*** Opening Document extract ***

Most researchers have found that children of mothers with eating disorders have high rates of eating disorders themselves (Hodes et al, 1997; Strober, 1995). Again, with Anorexia Nervosa and Bulimia Nervosa are associated with significant levels of co-morbidity, most often depression (Cooper, 1995). Other co-morbid disorders, as identified by Garfinkel (1992) are obsessive compulsive disorder; alcohol and substance misuse.

It is important to understand that a parents' mental illness can affect a child in a number of ways, children may have caring responsibilities placed upon them inappropriate to their years, leading them to be worried and anxious, which could cause difficulties making a successful transition into adulthood (Frank et al, 1999). Children may have limited opportunities for partaking in leisure activities (Aldrigde and Becker) and have restricted opportunities for social networking and developing friendships, if they are caring for their parent (Bilsborrow, 1992), thus these children's experiences of childhood become quite different than those of other children.

Research has identified some socio-cultural protective factors for children with a mentally ill parent, such as a close extended family; which could possibly provide the child with support and security and confiding relationships in times of stress. Relationships with adults in the community, such as a teacher for example, as well as confiding friendships, especially in the case of adolescents may make a significant difference to the coping ability of a child, as pointed out by Gopfert et al (1996).

Protection against adversity can come in the form of sensitive teachers, as well as educational opportunities (Rutter, 1979; Quinton and Rutter, 1984). Aldridge and Becker (2003) state that children can be more resilient to harmful effects when they feel a part of their parents care; when they have been caring and living with the parent for a long period of time and when they are older; research has indicated that babies and toddles are greater risk if the parent has a psychotic disorder.

Research suggests that a stable home environment and a sense of being loved by the ill parent help; Downey and Coyne (1990) state that this positive contact can protect the child from emotional damage. Having an interest at school and outside interests are all beneficial to the child, this has been backed by the Royal College of Psychiatrists. These can all constitute to a healthier upbringing for the child of a mentally ill parent.

*** Closing Document extract ***
*** Opening Study material ***

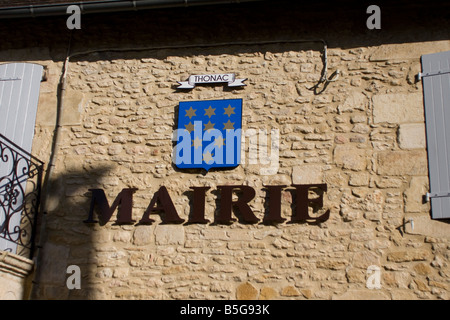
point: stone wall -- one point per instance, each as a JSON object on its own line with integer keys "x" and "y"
{"x": 364, "y": 136}
{"x": 15, "y": 274}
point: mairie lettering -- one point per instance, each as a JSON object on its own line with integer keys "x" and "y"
{"x": 162, "y": 204}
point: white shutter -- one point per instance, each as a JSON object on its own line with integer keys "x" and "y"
{"x": 436, "y": 87}
{"x": 19, "y": 94}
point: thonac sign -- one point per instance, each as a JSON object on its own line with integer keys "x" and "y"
{"x": 228, "y": 78}
{"x": 305, "y": 196}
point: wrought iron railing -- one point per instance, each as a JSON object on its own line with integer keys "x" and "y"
{"x": 20, "y": 192}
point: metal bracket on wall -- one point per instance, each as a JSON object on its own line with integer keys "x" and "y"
{"x": 428, "y": 196}
{"x": 420, "y": 75}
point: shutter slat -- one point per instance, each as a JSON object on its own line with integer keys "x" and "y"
{"x": 437, "y": 117}
{"x": 19, "y": 95}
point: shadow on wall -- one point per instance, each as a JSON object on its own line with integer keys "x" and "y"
{"x": 66, "y": 239}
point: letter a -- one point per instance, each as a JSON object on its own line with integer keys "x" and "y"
{"x": 374, "y": 21}
{"x": 74, "y": 280}
{"x": 74, "y": 21}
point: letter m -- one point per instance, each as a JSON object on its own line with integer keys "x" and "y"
{"x": 123, "y": 203}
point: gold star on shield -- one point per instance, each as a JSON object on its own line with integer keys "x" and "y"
{"x": 209, "y": 126}
{"x": 210, "y": 112}
{"x": 219, "y": 141}
{"x": 190, "y": 113}
{"x": 229, "y": 125}
{"x": 229, "y": 111}
{"x": 197, "y": 142}
{"x": 207, "y": 157}
{"x": 189, "y": 127}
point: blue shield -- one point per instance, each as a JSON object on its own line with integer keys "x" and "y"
{"x": 208, "y": 134}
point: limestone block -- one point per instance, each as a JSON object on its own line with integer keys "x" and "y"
{"x": 354, "y": 101}
{"x": 268, "y": 293}
{"x": 398, "y": 108}
{"x": 350, "y": 157}
{"x": 143, "y": 235}
{"x": 399, "y": 163}
{"x": 412, "y": 136}
{"x": 246, "y": 291}
{"x": 307, "y": 174}
{"x": 54, "y": 264}
{"x": 408, "y": 50}
{"x": 169, "y": 234}
{"x": 413, "y": 196}
{"x": 13, "y": 270}
{"x": 426, "y": 226}
{"x": 407, "y": 256}
{"x": 362, "y": 295}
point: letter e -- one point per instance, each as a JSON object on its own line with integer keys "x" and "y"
{"x": 374, "y": 21}
{"x": 74, "y": 21}
{"x": 374, "y": 279}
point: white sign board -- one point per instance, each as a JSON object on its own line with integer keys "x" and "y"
{"x": 229, "y": 78}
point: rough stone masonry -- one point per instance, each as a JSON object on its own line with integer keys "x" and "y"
{"x": 363, "y": 136}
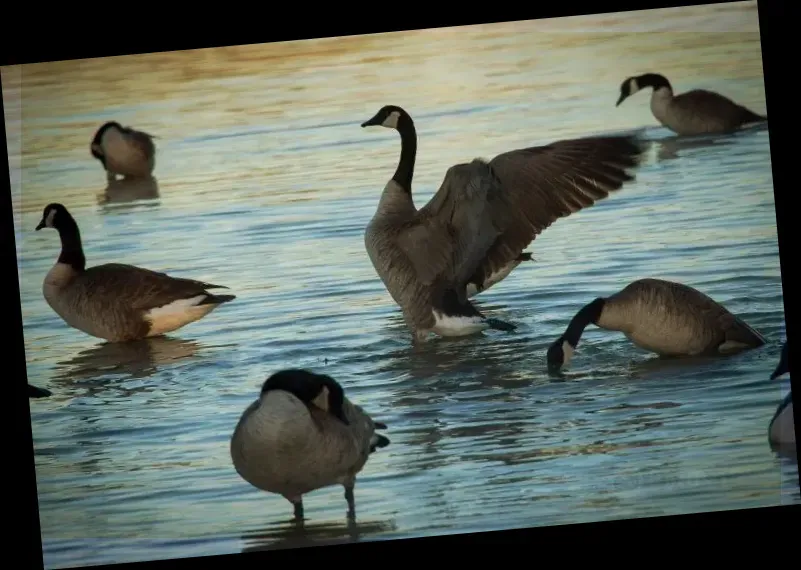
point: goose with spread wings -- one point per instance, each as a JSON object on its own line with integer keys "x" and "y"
{"x": 472, "y": 233}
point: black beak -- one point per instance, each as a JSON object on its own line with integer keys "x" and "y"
{"x": 372, "y": 122}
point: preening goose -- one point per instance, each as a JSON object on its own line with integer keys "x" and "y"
{"x": 34, "y": 392}
{"x": 694, "y": 112}
{"x": 303, "y": 434}
{"x": 472, "y": 233}
{"x": 118, "y": 302}
{"x": 781, "y": 429}
{"x": 124, "y": 151}
{"x": 667, "y": 318}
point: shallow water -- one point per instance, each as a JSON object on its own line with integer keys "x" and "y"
{"x": 265, "y": 183}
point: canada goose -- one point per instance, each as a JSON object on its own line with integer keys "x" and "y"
{"x": 695, "y": 112}
{"x": 34, "y": 392}
{"x": 472, "y": 233}
{"x": 670, "y": 319}
{"x": 781, "y": 430}
{"x": 118, "y": 302}
{"x": 123, "y": 150}
{"x": 303, "y": 434}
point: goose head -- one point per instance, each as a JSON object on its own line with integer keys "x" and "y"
{"x": 54, "y": 216}
{"x": 312, "y": 389}
{"x": 628, "y": 88}
{"x": 97, "y": 141}
{"x": 559, "y": 354}
{"x": 389, "y": 116}
{"x": 636, "y": 83}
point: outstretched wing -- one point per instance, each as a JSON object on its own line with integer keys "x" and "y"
{"x": 542, "y": 184}
{"x": 138, "y": 288}
{"x": 451, "y": 235}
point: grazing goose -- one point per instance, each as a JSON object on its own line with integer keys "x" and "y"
{"x": 124, "y": 151}
{"x": 303, "y": 434}
{"x": 670, "y": 319}
{"x": 472, "y": 233}
{"x": 34, "y": 392}
{"x": 781, "y": 430}
{"x": 695, "y": 112}
{"x": 118, "y": 302}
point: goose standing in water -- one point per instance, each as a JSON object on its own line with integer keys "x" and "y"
{"x": 34, "y": 392}
{"x": 781, "y": 430}
{"x": 472, "y": 233}
{"x": 695, "y": 112}
{"x": 303, "y": 434}
{"x": 667, "y": 318}
{"x": 118, "y": 302}
{"x": 124, "y": 151}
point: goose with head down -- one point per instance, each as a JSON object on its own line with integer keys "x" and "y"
{"x": 472, "y": 233}
{"x": 124, "y": 151}
{"x": 696, "y": 112}
{"x": 664, "y": 317}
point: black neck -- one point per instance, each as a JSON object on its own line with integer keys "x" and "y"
{"x": 71, "y": 249}
{"x": 589, "y": 314}
{"x": 653, "y": 80}
{"x": 405, "y": 171}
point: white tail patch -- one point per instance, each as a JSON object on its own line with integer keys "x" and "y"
{"x": 174, "y": 315}
{"x": 567, "y": 351}
{"x": 457, "y": 325}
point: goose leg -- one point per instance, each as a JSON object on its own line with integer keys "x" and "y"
{"x": 351, "y": 501}
{"x": 298, "y": 504}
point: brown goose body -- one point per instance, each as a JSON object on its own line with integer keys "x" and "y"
{"x": 124, "y": 151}
{"x": 114, "y": 301}
{"x": 696, "y": 112}
{"x": 472, "y": 233}
{"x": 664, "y": 317}
{"x": 293, "y": 440}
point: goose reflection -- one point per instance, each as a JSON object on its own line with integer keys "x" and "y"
{"x": 129, "y": 191}
{"x": 664, "y": 366}
{"x": 298, "y": 534}
{"x": 671, "y": 148}
{"x": 35, "y": 392}
{"x": 138, "y": 359}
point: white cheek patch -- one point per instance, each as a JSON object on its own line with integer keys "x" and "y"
{"x": 392, "y": 120}
{"x": 568, "y": 351}
{"x": 321, "y": 401}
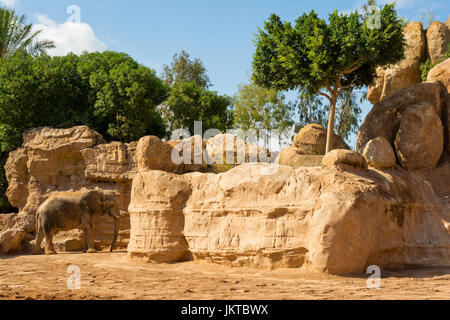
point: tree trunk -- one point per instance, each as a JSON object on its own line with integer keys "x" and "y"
{"x": 330, "y": 132}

*** Closing Study material ***

* **Work item**: Rewrite everything from "Protection against adversity" down to "a psychotic disorder." in the passage on children of mentally ill parents, putting "mentors" wherever "teachers" occurs.

* **Exercise response**:
Protection against adversity can come in the form of sensitive mentors, as well as educational opportunities (Rutter, 1979; Quinton and Rutter, 1984). Aldridge and Becker (2003) state that children can be more resilient to harmful effects when they feel a part of their parents care; when they have been caring and living with the parent for a long period of time and when they are older; research has indicated that babies and toddles are greater risk if the parent has a psychotic disorder.